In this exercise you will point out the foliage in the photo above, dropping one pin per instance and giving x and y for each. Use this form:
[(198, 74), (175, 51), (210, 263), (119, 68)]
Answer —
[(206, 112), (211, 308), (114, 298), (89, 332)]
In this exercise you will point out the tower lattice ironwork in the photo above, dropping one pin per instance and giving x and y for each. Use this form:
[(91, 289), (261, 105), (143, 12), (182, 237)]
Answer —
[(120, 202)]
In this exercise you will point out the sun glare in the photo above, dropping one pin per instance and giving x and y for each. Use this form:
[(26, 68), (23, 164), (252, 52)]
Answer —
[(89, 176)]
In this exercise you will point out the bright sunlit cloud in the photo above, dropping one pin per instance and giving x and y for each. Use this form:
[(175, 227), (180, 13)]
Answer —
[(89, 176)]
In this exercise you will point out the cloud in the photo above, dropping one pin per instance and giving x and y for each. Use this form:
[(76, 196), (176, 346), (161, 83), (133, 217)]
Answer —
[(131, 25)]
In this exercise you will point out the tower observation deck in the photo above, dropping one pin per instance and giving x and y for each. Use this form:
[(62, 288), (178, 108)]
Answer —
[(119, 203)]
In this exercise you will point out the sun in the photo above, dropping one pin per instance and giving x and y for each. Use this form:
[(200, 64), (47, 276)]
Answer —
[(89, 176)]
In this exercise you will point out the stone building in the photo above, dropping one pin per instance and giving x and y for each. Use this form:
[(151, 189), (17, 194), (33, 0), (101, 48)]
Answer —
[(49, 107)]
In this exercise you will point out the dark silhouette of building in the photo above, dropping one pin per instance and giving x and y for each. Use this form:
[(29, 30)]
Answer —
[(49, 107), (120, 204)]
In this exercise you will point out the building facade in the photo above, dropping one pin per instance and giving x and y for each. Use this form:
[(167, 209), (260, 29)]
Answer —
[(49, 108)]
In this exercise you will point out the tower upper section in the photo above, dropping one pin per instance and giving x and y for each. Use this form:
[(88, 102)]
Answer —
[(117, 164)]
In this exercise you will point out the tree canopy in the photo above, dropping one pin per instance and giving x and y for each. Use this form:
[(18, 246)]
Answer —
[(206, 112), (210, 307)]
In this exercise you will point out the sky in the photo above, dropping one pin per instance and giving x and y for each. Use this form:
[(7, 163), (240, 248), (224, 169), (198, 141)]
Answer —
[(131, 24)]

* Short task
Express all of the records above as a JSON list of strings, one string per line, leaving out any blank lines.

* Output of the task
[
  "In this exercise you will point out the foliage in the photo above, dropping one pin per instance and giving x and y for each. Use this form:",
  "[(198, 74), (175, 51), (210, 263), (119, 68)]",
  "Answer —",
  "[(206, 112), (211, 308), (114, 298), (89, 332)]",
  "In this exercise you will point out the tower lattice ironwork in the photo above, dropping one pin per instance and giving x and y for each. Use this form:",
  "[(91, 289), (261, 105), (143, 12), (182, 237)]",
  "Answer —",
  "[(120, 202)]",
  "In this exercise you will point out the sun glare in the photo above, dropping one pin per instance and giving x and y for each. Use this form:",
  "[(26, 68), (23, 164), (252, 52)]",
  "Answer —",
  "[(89, 176)]",
  "In this exercise you will point out the bright sunlit cloud in the photo above, dropping one pin per instance and giving x and y for each. Use this form:",
  "[(175, 227), (180, 13)]",
  "Answer —",
  "[(89, 176)]",
  "In this exercise you will point out the cloud in the photo above, dropping one pin per instance and giving x and y for each. Use this form:",
  "[(76, 196), (176, 346), (161, 83), (133, 217)]",
  "Answer —",
  "[(131, 25)]",
  "In this exercise you will point out the tower observation deck in the photo above, dropping one pin per instance and giving x and y for each. Use this form:",
  "[(62, 288), (178, 108)]",
  "Answer —",
  "[(119, 203)]",
  "In this exercise you will point out the sun in the photo above, dropping one pin per instance and giving x and y for each. Use this form:",
  "[(200, 64), (47, 276)]",
  "Answer —",
  "[(89, 176)]",
  "In this exercise you will point out the stone building in the photo above, dropping one pin per instance and giving x and y for each. Use this form:",
  "[(151, 189), (17, 194), (33, 0), (101, 48)]",
  "Answer —",
  "[(49, 107)]",
  "In this exercise you will point out the dark silhouette of building in the photo above, dropping one pin per instance and giving x and y for each. Use this form:",
  "[(29, 30)]",
  "Answer —",
  "[(49, 107), (120, 204)]",
  "In this exercise you will point out the building facade in the photo above, dropping one pin per instance and giving x and y for each. Use this form:",
  "[(167, 209), (260, 29)]",
  "Answer —",
  "[(49, 108)]",
  "In this exercise you will point out the tower upper section in the photo above, dropping one pin per instance and giving x and y for each. Use this form:",
  "[(88, 102)]",
  "Answer —",
  "[(117, 164)]",
  "In this exercise you will point out the tree canopy in the photo above, dropping one pin per instance and giving x and y for each. Use this form:",
  "[(18, 246)]",
  "Answer —",
  "[(206, 112), (210, 307)]",
  "In this exercise you will point out the sky in the photo above, dropping one pin per instance and giving x and y for each. Use this form:",
  "[(7, 163), (240, 248), (224, 169), (198, 141)]",
  "Answer —",
  "[(131, 24)]"
]